Segment Start: TEXT SECTION

Pregnancy is like the ultimate detective. It leaves no stone (or body part) unturned. It will make your hair fall out, your skin stretch, and your feet grow (say goodbye to many of your pre-pregnancy shoes!). And the fun doesn’t end there. Pregnancy also takes a hit on dental health; cavities, gingivitis, periodontitis, and tooth erosion are on the list of pregnancy pleasures.
Here’s what can be on the to-do list of your teeth…
- Gingivitis (Gum Disease): Just like your hands and feet, your gums can swell during pregnancy. An increased inflammatory response to plaque can cause your gums to swell and bleed. Those who enter pregnancy with their dentist already on speed dial (a.k.a. you had gum disease before pregnancy) are more likely to experience a worsening during pregnancy. If this is you, make sure to pay particular attention to what your teeth and gums are doing!
- Loose Teeth: Due to an increase in hormones, flexibility in your joints and ligaments increases during pregnancy. And while this may make you excel in yoga, it makes your teeth super loose. Beware of sticky foods!
- Tooth Erosion: Your teeth like food. Your teeth like water. Your teeth don’t like vomit. Vomit contains gastric acid, and gastric acid can eat away at the enamel of the tooth, causing tooth erosion. Therefore, women with serious morning sickness are at risk for serious tooth erosion. Rinsing your mouth with a basic solution (baking soda + 1 cup of water) can help neutralize the acid.

Segment End: TEXT SECTION
Segment Start: DATA TO EXAMINE

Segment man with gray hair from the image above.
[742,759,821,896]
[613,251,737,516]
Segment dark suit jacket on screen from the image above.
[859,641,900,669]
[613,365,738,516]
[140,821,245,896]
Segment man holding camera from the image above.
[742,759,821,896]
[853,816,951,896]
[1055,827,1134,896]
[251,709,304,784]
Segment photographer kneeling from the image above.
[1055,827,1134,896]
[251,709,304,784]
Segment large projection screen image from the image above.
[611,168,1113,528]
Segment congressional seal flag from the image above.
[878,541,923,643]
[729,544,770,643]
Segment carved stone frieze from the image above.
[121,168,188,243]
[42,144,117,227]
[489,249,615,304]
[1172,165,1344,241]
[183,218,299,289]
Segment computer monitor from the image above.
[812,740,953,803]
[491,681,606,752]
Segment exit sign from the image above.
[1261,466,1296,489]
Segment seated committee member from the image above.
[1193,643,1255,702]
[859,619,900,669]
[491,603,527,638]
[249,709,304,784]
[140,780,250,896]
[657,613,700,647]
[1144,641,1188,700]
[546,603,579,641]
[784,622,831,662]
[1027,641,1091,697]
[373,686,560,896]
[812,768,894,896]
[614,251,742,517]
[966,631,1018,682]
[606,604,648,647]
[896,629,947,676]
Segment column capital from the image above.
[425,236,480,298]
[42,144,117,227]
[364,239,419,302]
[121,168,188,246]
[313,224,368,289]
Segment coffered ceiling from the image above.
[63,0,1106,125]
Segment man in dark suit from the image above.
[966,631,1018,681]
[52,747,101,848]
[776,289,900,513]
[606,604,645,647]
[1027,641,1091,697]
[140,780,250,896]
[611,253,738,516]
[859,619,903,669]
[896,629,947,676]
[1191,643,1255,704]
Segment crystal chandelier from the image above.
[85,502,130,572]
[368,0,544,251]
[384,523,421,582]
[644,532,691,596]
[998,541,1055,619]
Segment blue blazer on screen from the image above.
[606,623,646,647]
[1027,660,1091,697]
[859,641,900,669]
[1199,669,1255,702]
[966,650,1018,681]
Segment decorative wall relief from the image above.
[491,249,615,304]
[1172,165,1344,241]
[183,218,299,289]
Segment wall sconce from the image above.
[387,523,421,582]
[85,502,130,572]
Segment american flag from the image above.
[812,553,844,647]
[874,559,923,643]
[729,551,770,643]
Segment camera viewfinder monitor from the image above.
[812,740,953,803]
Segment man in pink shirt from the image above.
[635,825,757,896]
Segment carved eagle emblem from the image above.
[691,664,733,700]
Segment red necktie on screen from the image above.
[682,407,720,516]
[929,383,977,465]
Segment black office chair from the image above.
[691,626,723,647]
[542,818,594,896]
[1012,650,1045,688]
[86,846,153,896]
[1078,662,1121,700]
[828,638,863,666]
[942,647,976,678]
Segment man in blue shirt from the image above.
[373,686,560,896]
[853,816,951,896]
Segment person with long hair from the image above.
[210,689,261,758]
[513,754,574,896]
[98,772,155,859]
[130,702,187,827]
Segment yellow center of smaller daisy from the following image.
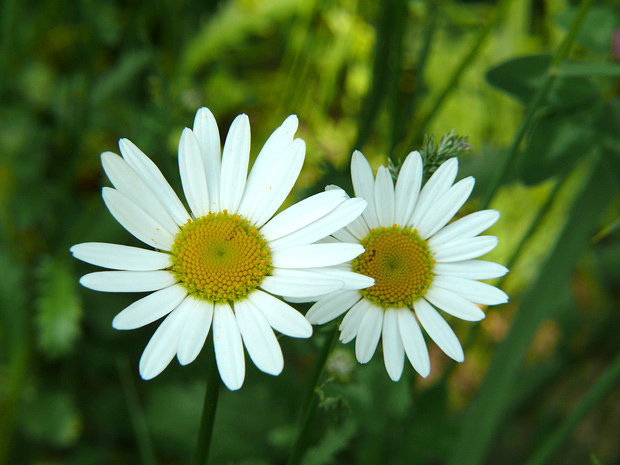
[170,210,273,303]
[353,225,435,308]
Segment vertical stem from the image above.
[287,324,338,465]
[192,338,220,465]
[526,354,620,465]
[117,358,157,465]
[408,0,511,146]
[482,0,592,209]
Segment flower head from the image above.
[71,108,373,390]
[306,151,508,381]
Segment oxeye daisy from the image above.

Segment End: DATA TO EXAMINE

WORK REQUEST 1 ▸ The first paragraph of the piece on pregnancy and teeth names several dental problems. List each of them.
WORK REQUEST 2 ▸ In the text on pregnancy and dental health, what rinse is suggested for neutralizing acid?
WORK REQUEST 3 ▸ Write the next part of the text on pregnancy and dental health, picking up after its final sentence.

ANSWER BOX 1 ▸ cavities, gingivitis, periodontitis, tooth erosion

ANSWER BOX 2 ▸ A basic solution of baking soda and 1 cup of water.

ANSWER BOX 3 ▸
- Cavities: What you take in and what your mouth puts out change during pregnancy. The pH of the mouth shifts to a slightly more acidic level. This acidity, combined with pregnancy cravings (a.k.a. more sweets and sugary foods), increases the risk of cavities. Don’t go to bed without brushing and flossing!
- Periodontitis: When gingivitis is ignored, it can become periodontitis. Simply stated, when bacteria make the gums their permanent home destroying the gum and the teeth, you have yourself a case of periodontitis. You can look forward to loose teeth, lost bone, and sometimes, even bacteria in the bloodstream. The latter, in the worst-case scenario, can lead to preterm labor. Don’t let it get to this point. If your gums don’t feel right, go right to someone to check them.
There is a lot about pregnancy that makes you smile and a lot that makes you frown. Whichever way your mouth is going, don’t forget about the 30-plus structures that stand behind them. Your teeth need to last you through pregnancy, postpartum, and beyond. Make sure to take care of them. After age 12, the tooth fairy brings nothing but a bill and a big-time headache!